-- Begin Supplied entries --

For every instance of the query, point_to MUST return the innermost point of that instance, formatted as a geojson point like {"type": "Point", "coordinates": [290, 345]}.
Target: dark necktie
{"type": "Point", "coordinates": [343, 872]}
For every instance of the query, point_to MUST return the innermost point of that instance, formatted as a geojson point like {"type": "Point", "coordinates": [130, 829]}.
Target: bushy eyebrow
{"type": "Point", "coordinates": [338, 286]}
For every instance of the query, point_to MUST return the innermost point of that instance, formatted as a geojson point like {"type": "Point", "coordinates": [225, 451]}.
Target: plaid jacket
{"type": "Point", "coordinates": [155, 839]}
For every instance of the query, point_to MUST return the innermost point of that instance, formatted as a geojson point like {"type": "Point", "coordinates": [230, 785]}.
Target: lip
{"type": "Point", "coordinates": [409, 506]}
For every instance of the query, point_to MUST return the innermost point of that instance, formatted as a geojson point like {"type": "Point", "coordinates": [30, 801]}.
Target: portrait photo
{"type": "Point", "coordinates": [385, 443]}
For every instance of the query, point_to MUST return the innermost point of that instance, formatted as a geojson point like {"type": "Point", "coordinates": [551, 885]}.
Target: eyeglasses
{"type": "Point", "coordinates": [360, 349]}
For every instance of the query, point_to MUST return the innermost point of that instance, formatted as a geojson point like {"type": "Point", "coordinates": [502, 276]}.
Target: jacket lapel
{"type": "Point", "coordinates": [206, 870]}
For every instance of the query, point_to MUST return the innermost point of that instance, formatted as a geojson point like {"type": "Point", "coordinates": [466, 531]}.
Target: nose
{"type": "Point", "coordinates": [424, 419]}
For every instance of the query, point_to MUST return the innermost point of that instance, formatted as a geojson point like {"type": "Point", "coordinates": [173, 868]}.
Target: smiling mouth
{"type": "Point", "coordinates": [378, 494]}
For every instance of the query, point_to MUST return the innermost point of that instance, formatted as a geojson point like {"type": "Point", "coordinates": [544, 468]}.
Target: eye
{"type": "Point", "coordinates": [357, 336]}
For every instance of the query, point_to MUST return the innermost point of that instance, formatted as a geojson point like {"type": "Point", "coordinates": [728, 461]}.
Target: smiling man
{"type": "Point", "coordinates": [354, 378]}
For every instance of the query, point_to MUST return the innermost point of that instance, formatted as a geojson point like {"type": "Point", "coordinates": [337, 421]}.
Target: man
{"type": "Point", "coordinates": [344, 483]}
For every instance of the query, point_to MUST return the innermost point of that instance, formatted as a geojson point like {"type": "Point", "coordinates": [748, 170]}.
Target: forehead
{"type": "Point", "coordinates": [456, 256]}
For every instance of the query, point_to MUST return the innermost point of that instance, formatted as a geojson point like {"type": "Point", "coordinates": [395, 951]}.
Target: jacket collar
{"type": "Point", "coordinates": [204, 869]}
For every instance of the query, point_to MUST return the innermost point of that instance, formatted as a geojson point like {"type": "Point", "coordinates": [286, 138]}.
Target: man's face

-- End Supplied entries --

Please collect every line in the records above that includes the string "jacket", and copy each one in full.

## Full output
Target: plaid jacket
Target: jacket lapel
Target: jacket collar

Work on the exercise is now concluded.